Ziel A.
Womit provoziere die Ich-Person dem Vorwurf im Lesetext über das Kopftuch zufolge?
Ziel B.
Schreibe den Lesetext über das Kopftuch im Anschluss an seinen letzten Satz weiter.

Du weißt nicht, welche Blicke ich ertragen muss, weil ich so rausgehe, wie ich will.

Du weißt nicht, welche non-verbale, verbale und oft auch körperliche Aggressivität ich bereits erleben musste und erleben werde, weil ich so lebe, wie ich will.

Du weißt nicht, wie mich diese Aggressivität immer wieder erschüttert und diese Entmenschlichung immer wieder verletzt, weil ich mich so anziehe, wie ich will.

Du weißt nicht, wie es uns geht.

Dann sagst du mir auch noch, ich provoziere mit meinem Kopftuch. Bitte was? Ich provoziere?

Provoziert deine Nacktheit auch? Provoziert dein Outfit auch? Provoziert dein Sommerlook auch?

Erfasste Daten.
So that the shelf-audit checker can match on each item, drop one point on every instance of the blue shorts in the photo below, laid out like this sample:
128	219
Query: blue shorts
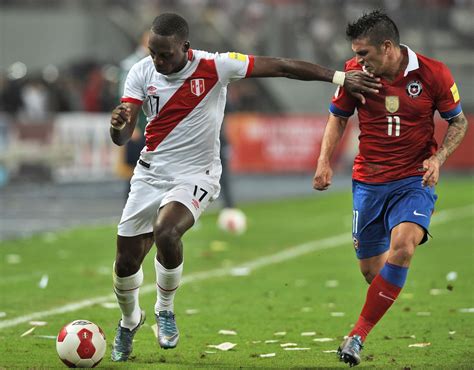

Schriftliche Antwort A.
Mit dem Kopftuch.

Schriftliche Antwort B.
Sprich also nicht davon, dass ich nicht weiß, wie es euch geht, denn du hast ja keine Ahnung, wie es uns schon immer gegangen ist. Deine Unsicherheit wird thematisiert, deine Unsicherheit wird betitelt. Deine Unsicherheit wird mit Schildern in Bädern bedacht, aber über unsere Unsicherheit weiß keiner Bescheid, über uns redet niemand, für uns interessiert sich niemand.

Muslimische Frau werden auf der Straße getreten, angespuckt, beschimpft, gestoßen, geohrfeigt, geschlagen, im Geschäft nicht bedient, mies behandelt, erniedrigt, diskriminiert– weißt du, dass das täglich passiert? Weißt du, wie oft ich weinend eine Freundin angerufen habe? Weißt du, wie oft mich Freundinnen weinend angerufen haben?

Dich greifen Männer auf der Straße an? Sie rufen dir was nach? Sie starren dich an? Das finde ich sehr schlimm!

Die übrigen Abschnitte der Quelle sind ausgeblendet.